EXERCISE BRIEF — Could you return every record below without changing a word?

DATA SHOWN —
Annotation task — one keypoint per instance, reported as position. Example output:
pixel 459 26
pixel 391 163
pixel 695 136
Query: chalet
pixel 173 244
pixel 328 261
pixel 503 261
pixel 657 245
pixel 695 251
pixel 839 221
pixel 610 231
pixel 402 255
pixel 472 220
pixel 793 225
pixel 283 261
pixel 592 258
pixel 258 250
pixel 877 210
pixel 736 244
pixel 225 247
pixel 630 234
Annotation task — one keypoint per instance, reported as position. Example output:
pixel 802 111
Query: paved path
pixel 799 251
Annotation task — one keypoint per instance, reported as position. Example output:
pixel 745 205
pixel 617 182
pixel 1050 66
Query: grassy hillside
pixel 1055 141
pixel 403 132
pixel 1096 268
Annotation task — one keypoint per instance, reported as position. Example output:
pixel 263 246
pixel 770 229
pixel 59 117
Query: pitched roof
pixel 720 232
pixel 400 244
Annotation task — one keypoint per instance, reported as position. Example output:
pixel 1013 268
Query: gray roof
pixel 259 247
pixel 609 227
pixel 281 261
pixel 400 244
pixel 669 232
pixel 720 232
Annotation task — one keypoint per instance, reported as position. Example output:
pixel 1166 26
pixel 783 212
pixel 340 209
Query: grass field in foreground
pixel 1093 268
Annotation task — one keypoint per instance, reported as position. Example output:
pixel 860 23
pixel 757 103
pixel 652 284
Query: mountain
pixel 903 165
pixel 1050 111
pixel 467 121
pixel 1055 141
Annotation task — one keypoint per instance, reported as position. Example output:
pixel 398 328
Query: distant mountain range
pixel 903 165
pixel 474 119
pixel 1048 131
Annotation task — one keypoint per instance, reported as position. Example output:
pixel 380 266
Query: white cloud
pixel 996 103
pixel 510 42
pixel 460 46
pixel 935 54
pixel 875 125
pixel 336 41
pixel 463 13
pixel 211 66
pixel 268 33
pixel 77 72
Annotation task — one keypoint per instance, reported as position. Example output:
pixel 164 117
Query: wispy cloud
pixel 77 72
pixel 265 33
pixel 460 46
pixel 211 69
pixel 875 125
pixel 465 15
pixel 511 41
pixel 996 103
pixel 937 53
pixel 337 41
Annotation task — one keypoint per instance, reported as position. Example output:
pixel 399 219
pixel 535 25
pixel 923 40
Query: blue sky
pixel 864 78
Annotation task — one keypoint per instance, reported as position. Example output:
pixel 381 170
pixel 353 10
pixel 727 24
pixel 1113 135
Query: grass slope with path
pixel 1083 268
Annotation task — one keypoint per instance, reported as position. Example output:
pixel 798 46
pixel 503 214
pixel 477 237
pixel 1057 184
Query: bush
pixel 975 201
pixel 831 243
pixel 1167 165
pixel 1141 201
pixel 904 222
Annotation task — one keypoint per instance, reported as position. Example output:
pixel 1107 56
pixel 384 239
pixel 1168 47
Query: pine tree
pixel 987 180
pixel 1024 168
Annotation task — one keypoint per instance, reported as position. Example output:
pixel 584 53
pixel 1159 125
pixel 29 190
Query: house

EXERCISE OUTPUT —
Annotation task — one keypoint per instance, reported as position. Example output:
pixel 459 26
pixel 391 163
pixel 695 136
Query: chalet
pixel 173 244
pixel 328 261
pixel 503 261
pixel 657 245
pixel 695 251
pixel 839 221
pixel 610 231
pixel 402 255
pixel 472 220
pixel 793 225
pixel 283 261
pixel 592 258
pixel 258 250
pixel 877 210
pixel 736 244
pixel 225 247
pixel 630 234
Annotation task — one keypoint per instance, reported as position. Example output:
pixel 802 111
Query: paved path
pixel 799 251
Annotation task — one keypoint per instance, reported as position. Example output:
pixel 745 205
pixel 617 182
pixel 1050 66
Query: grassy hillside
pixel 1055 141
pixel 403 132
pixel 1096 268
Annotation task — one keypoint per instance, reported as position. Example output:
pixel 263 246
pixel 770 229
pixel 59 117
Query: pitched roof
pixel 720 232
pixel 400 244
Annotation task — one keypoint per instance, reported as position. Example output:
pixel 1013 268
Query: gray roof
pixel 259 247
pixel 609 227
pixel 281 261
pixel 400 244
pixel 669 232
pixel 720 232
Annotation task — one keypoint per instance, reported as position. Example output:
pixel 1166 26
pixel 783 212
pixel 340 209
Query: grass field in foreground
pixel 1093 268
Annotation task — one keypoint per instance, reported as position. Example output:
pixel 860 23
pixel 757 103
pixel 652 284
Query: mountain
pixel 903 165
pixel 1050 111
pixel 467 121
pixel 1055 141
Annotation task — one keypoint per instance, reported as position. Example output:
pixel 398 328
Query: distant mountain range
pixel 903 165
pixel 474 119
pixel 1048 131
Annotation task — one keypoint per instance, reported as position. Example output:
pixel 380 266
Query: white cloud
pixel 996 103
pixel 510 42
pixel 460 46
pixel 935 54
pixel 875 125
pixel 336 41
pixel 463 13
pixel 211 66
pixel 268 33
pixel 77 72
Annotation task — one keypoint per instance, reported as position. Example output:
pixel 164 117
Query: wispy cloud
pixel 77 72
pixel 265 33
pixel 460 46
pixel 211 69
pixel 875 125
pixel 465 15
pixel 511 41
pixel 996 103
pixel 937 53
pixel 337 41
Annotation task — one keypoint per instance, reported as position. Example output:
pixel 399 219
pixel 535 25
pixel 923 40
Query: blue sky
pixel 864 78
Annotation task — one keypoint per instance, reported as position. Example output:
pixel 381 170
pixel 353 10
pixel 727 24
pixel 1113 135
Query: grass slope with path
pixel 1083 268
Annotation task — one keypoint per instance, reported as position. Example output:
pixel 798 46
pixel 503 214
pixel 477 237
pixel 1057 184
Query: bush
pixel 975 201
pixel 831 243
pixel 1167 165
pixel 1141 201
pixel 904 222
Annotation task — one keypoint per instance, reported as position. Example output:
pixel 1107 56
pixel 384 239
pixel 1168 47
Query: pine tree
pixel 987 180
pixel 1024 168
Annotation task — one keypoint per instance, reported as position. Example output:
pixel 584 53
pixel 1159 125
pixel 29 190
Query: house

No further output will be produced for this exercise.